------ Dataset entries

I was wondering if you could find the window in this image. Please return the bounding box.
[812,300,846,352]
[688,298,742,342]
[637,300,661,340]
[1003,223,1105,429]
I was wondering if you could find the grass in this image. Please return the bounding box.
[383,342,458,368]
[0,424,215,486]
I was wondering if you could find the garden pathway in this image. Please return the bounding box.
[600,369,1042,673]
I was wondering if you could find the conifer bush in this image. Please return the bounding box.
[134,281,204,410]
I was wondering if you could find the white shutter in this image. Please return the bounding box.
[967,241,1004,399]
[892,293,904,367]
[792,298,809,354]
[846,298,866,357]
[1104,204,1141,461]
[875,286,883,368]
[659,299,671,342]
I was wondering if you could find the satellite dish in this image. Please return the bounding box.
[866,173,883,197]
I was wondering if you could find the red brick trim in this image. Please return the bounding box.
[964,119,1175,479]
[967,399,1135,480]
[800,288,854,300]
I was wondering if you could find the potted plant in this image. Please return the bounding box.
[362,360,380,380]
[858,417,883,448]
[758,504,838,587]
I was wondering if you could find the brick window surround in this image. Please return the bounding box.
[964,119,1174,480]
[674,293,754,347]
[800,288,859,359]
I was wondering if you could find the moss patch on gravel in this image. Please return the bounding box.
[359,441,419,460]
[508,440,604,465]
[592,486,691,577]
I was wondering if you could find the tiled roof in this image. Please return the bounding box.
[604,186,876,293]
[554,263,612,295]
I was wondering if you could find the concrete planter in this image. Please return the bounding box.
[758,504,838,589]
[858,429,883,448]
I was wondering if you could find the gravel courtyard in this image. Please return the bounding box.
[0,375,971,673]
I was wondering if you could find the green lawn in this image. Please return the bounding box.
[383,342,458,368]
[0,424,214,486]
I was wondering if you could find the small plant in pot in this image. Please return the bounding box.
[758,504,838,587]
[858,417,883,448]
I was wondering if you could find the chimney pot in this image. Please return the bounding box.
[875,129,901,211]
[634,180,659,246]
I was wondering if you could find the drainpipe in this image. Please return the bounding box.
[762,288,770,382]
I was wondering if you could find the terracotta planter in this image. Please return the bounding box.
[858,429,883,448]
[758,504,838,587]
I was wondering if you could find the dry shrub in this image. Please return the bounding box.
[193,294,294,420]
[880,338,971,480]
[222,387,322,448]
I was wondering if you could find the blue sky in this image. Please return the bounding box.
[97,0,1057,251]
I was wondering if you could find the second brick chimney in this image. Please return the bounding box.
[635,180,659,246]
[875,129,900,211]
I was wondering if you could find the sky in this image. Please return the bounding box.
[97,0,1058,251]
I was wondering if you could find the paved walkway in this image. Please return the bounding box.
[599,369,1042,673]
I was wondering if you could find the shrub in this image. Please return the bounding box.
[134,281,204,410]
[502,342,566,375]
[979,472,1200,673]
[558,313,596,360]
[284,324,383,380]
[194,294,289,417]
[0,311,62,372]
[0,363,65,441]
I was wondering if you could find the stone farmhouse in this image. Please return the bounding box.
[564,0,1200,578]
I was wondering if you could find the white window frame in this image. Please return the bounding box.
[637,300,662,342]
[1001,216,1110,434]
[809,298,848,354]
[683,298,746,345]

------------

Written exercise
Can you rewrite the whole listing above as a numbered list, leaving out any blank lines?

Task output
1. I was wondering if you could find the window in this image. Please return the bounding box.
2. [812,300,846,352]
3. [688,298,742,342]
4. [637,300,661,340]
5. [1003,223,1105,429]
6. I was wondering if you could find the grass in this image. Please return the bounding box.
7. [383,342,458,368]
8. [0,424,215,486]
9. I was wondering if you could find the garden pathway in this image. Please return the bounding box.
10. [600,369,1042,673]
11. I was wondering if you could find the conifer bush in this image. Please return the bounding box.
12. [134,281,204,410]
13. I was wondering if you could find the white shutter in this image. Please return the bounding box.
14. [967,241,1004,399]
15. [892,293,904,367]
16. [792,298,809,354]
17. [846,298,866,357]
18. [1104,204,1141,461]
19. [875,286,883,368]
20. [659,299,671,342]
21. I was wondering if you could find the satellite dish in this image. Please return the bounding box.
22. [866,173,883,197]
23. I was wondering if you could find the red brick trim in this image. Please return the bounding box.
24. [964,119,1175,479]
25. [967,399,1135,480]
26. [800,288,854,300]
27. I was wondering if you could find the potted plant in this image. Please return the bounding box.
28. [362,360,380,380]
29. [858,417,883,448]
30. [758,504,838,587]
31. I was wondering if you could find the brick window surround in this image. Please return the bounding box.
32. [964,119,1174,480]
33. [674,293,754,347]
34. [800,288,859,359]
35. I was wondering if you could find the moss patch on gravel in this image. Please return the bounding box.
36. [359,441,419,460]
37. [508,440,604,465]
38. [592,486,691,577]
39. I was wondering if you could find the tiled roof in this image. Please return the bounding box.
40. [604,186,876,293]
41. [554,263,612,295]
42. I was wondering if you could find the concrete planter in this image. Please return the bounding box.
43. [758,504,838,589]
44. [858,429,883,448]
45. I was wondering if you could find the gravel courtyard in this image. Please return the bounding box.
46. [0,375,971,673]
47. I was wondering if you could find the green lawn in this image. Please return the bounding box.
48. [383,342,458,368]
49. [0,424,214,486]
50. I was wondering if you could find the small plant in pot in this image. Please return the bounding box.
51. [758,504,838,587]
52. [858,417,883,448]
53. I was wondering if you could find the chimney pot in this image. Please return the bounding box.
54. [875,129,901,211]
55. [634,180,659,246]
56. I was wondering if you could find the drainpipe in this image. Please return the bounding box.
57. [762,288,770,382]
58. I was wondering if you could find the terracotta planter in this image. Please return the bounding box.
59. [858,429,883,448]
60. [758,504,838,587]
61. I was wondering if you could find the dry shrub in this image. Please return the bounding box.
62. [193,294,294,420]
63. [880,338,971,480]
64. [222,387,322,448]
65. I was wondering if you could find the blue sky in this image. Please return the bounding box.
66. [97,0,1057,251]
67. I was wondering if you could find the second brick chimney in this image. Please return the bounding box.
68. [635,180,659,246]
69. [875,129,900,211]
70. I was wondering if you could find the sky in this image. Please return the bounding box.
71. [97,0,1058,251]
72. I was wondering if you could find the paved walkway in this image. Please return the bounding box.
73. [599,369,1042,673]
74. I was wondering if you could find the shrub in this image. Please return the bounding box.
75. [134,281,204,410]
76. [502,342,566,375]
77. [979,472,1200,673]
78. [558,313,596,360]
79. [284,324,383,380]
80. [194,294,289,417]
81. [0,311,62,372]
82. [0,363,65,441]
83. I was wondering if you could find the stone farmhouse in this image. Please return the bounding box.
84. [564,0,1200,578]
85. I was wondering if you could find the white window frame in this image. Please return the bounding box.
86. [637,300,662,342]
87. [1001,216,1110,434]
88. [809,298,848,354]
89. [683,298,746,345]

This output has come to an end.